═══ INFORMATION PROVIDED

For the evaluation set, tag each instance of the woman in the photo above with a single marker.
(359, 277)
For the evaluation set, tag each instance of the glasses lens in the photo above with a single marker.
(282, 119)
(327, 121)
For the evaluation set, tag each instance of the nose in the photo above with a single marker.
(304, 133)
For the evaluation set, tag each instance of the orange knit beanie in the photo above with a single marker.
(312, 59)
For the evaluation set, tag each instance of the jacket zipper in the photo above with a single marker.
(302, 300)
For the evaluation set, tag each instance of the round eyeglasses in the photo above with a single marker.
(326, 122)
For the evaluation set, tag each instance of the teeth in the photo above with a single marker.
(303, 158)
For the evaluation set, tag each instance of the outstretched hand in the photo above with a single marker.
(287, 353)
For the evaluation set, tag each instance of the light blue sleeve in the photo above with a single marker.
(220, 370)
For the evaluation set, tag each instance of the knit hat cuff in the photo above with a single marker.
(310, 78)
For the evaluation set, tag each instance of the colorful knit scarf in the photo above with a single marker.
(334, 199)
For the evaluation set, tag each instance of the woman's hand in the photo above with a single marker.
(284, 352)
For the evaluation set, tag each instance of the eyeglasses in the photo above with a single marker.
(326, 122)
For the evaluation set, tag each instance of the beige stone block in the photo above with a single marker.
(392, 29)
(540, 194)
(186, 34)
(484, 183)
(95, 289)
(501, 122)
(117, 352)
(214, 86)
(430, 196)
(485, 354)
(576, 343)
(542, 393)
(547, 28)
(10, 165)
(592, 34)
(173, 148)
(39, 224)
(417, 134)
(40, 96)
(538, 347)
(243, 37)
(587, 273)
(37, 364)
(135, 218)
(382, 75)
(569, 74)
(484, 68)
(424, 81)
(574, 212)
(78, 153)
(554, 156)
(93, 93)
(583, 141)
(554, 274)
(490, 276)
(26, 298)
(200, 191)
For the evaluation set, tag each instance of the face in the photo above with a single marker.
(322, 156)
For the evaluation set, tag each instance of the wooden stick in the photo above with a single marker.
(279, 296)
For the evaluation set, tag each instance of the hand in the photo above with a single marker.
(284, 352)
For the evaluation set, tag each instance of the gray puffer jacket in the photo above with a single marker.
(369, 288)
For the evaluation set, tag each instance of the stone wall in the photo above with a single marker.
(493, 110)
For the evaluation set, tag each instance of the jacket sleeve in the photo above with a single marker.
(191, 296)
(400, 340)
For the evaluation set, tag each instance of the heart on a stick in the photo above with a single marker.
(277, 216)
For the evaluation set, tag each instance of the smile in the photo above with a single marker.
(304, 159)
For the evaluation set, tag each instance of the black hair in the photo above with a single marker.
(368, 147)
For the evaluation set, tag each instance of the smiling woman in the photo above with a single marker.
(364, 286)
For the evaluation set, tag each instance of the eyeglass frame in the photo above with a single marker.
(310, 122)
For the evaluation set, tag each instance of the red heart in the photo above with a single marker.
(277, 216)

══════

**EXERCISE OBJECTIVE**
Write out every entry again, keeping each line exactly the same.

**RESPONSE TO THIS EXERCISE**
For the evaluation set, tag each instance of the woman in the photo above with a single marker.
(359, 277)
For the evaluation set, tag each instance of the glasses lens in the photo above with a single marker.
(282, 119)
(327, 121)
For the evaluation set, tag each instance of the nose in the photo above with a single marker.
(304, 133)
For the evaluation set, tag each instance of the orange knit beanie in the photo above with a single marker.
(312, 59)
For the evaluation set, tag each instance of the jacket zipper in the photo above with a single marker.
(302, 300)
For the evaluation set, tag each instance of the round eyeglasses in the photo above with a single marker.
(326, 122)
For the evaluation set, tag each instance of the teeth in the photo above with a single marker.
(303, 158)
For the evaluation set, tag each instance of the outstretched hand in the photo above with a single marker.
(287, 353)
For the evaluation set, tag each instance of the light blue sleeve in the photo above with a single marker.
(220, 370)
For the evaluation set, tag each instance of the knit hat cuff in the photo above with a single marker.
(310, 78)
For the evaluation set, tag each instance of the colorful knit scarf in the photo above with a single marker.
(334, 199)
For the evaluation set, tag each instance of the woman's hand in the photo above with a single marker.
(284, 352)
For the evaluation set, tag each instance of the eyeglasses in the photo above with a single marker.
(326, 122)
For the evaluation set, tag each instance of the beige stone block in the photo above with a single marker.
(392, 29)
(540, 194)
(186, 34)
(484, 183)
(95, 289)
(501, 122)
(117, 352)
(214, 86)
(430, 196)
(485, 354)
(576, 343)
(542, 393)
(547, 28)
(10, 165)
(592, 34)
(173, 148)
(39, 224)
(417, 134)
(40, 96)
(538, 347)
(243, 37)
(587, 273)
(37, 364)
(135, 218)
(382, 75)
(569, 74)
(484, 68)
(424, 81)
(574, 212)
(78, 153)
(554, 156)
(93, 93)
(583, 141)
(554, 274)
(490, 276)
(26, 298)
(200, 191)
For the evaluation set, tag each instance of the face in the photo above with a single marker.
(322, 156)
For the evaluation set, tag each instance of the wooden stick in the photo above with a single marker.
(279, 296)
For the evaluation set, tag each instance of the hand in the photo above with a single marker.
(284, 352)
For the evaluation set, tag each instance of the gray puffer jacket in the photo above with a single marker.
(369, 288)
For the evaluation set, tag each instance of the stone wall in the photo above with a single marker.
(493, 110)
For the evaluation set, tag each instance of the jacket sleeve in the photo above with a single marker.
(191, 296)
(400, 340)
For the evaluation set, tag each instance of the heart on a stick in the photo above with a single marker.
(277, 216)
For the evaluation set, tag each instance of the smile in the photo above with a single marker.
(304, 159)
For the evaluation set, tag each instance of the black hair in the photo above with a single marker.
(368, 147)
For the evaluation set, tag each instance of the smiling woman in the photo above with a single marker.
(364, 286)
For the evaluation set, tag each instance of the eyeglass frame in the photo above with a single marker.
(310, 122)
For the evaluation set, tag each instance of the red heart in the photo above with a single marker.
(277, 216)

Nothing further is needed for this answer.